:: PASSAGE SHOWN
Re: [RFC][PATCH] cpufreq: Do not hold driver module references for additional policy CPUs

From: Rafael J. Wysocki
Date: Thu Aug 01 2013 - 15:54:01 EST


On Friday, August 02, 2013 12:51:24 AM Srivatsa S. Bhat wrote:
> On 08/02/2013 12:51 AM, Rafael J. Wysocki wrote:
> > On Friday, August 02, 2013 12:31:23 AM Srivatsa S. Bhat wrote:
> >> On 08/02/2013 12:31 AM, Rafael J. Wysocki wrote:
> >>> On Thursday, August 01, 2013 11:36:49 PM Srivatsa S. Bhat wrote:
> >>>> Its the cpufreq_cpu_get() hidden away in cpufreq_add_dev_symlink(). With
> >>>> that taken care of, everything should be OK. Then we can change the
> >>>> synchronization part to avoid using refcounts.
> >>>
> >>> So I actually don't see why cpufreq_add_dev_symlink() needs to call
> >>> cpufreq_cpu_get() at all, since the policy refcount is already 1 at the
> >>> point it is called and the bumping up of the driver module refcount is
> >>> pointless.
> >>>
> >>
> >> Hmm, yes, it seems so.
> >>
> >>> However, if I change that I also need to change the piece of code that
> >>> calls the complementary cpufreq_cpu_put() and I kind of cannot find it.
> >>>
> >>
> >> ... I guess that's because you are looking at the code with your patch
> >> applied (and your patch removed that _put()) ;-)
> >
> > No, it's not that one. That one was complementary to the cpufreq_cpu_get()
> > done by cpufreq_add_policy_cpu() before my patch. Since my patch changes
> > cpufreq_add_policy_cpu() to call cpufreq_cpu_put() before returning and
> > bump up the policy refcount with kobject_get(), the one in
> > __cpufreq_remove_dev() is changed into kobject_put() (correctly, IMO).
> >
> > What gives?
> >
>
> Actually, it _is_ the one I pointed above. This thing is tricky, here's why:
>
> cpufreq_add_policy_cpu() is called only if:
> a. The CPU being onlined has per_cpu(cpufreq_cpu_data, cpu) == NULL
> and
> b. Its is present in some CPU's related_cpus mask.
::::
:: DATA EXCERPT
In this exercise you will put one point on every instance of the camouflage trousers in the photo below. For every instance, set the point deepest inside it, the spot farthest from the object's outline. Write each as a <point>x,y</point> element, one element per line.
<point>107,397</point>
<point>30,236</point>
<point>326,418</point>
::::
**THE EXERCISE**
Pick up the cpufreq patch discussion after its last line and carry it forward. The listing has nothing to do with the cpufreq patch discussion.

**REPLY TO THE TASK**
>
> If condition (a) doesn't hold good, you get out right in the beginning of
> __cpufreq_add_dev().
>
> So, cpufreq_add_policy_cpu() is called very rarely because, inside
> __cpufreq_add_dev we do:
>
> 1093 write_lock_irqsave(&cpufreq_driver_lock, flags);
> 1094 for_each_cpu(j, policy->cpus) {
> 1095 per_cpu(cpufreq_cpu_data, j) = policy;
> 1096 per_cpu(cpufreq_policy_cpu, j) = policy->cpu;
> 1097 }
> 1098 write_unlock_irqrestore(&cpufreq_driver_lock, flags);
>
> So for all the CPUs in the above policy->cpus mask, we simply return
> without further ado when they are onlined. In particular, we *dont* call
> cpufreq_add_policy_cpu() for any of them.
>
> And their refcounts are incremented by the cpufreq_add_dev_interface()->
> cpufreq_add_dev_symlink() function.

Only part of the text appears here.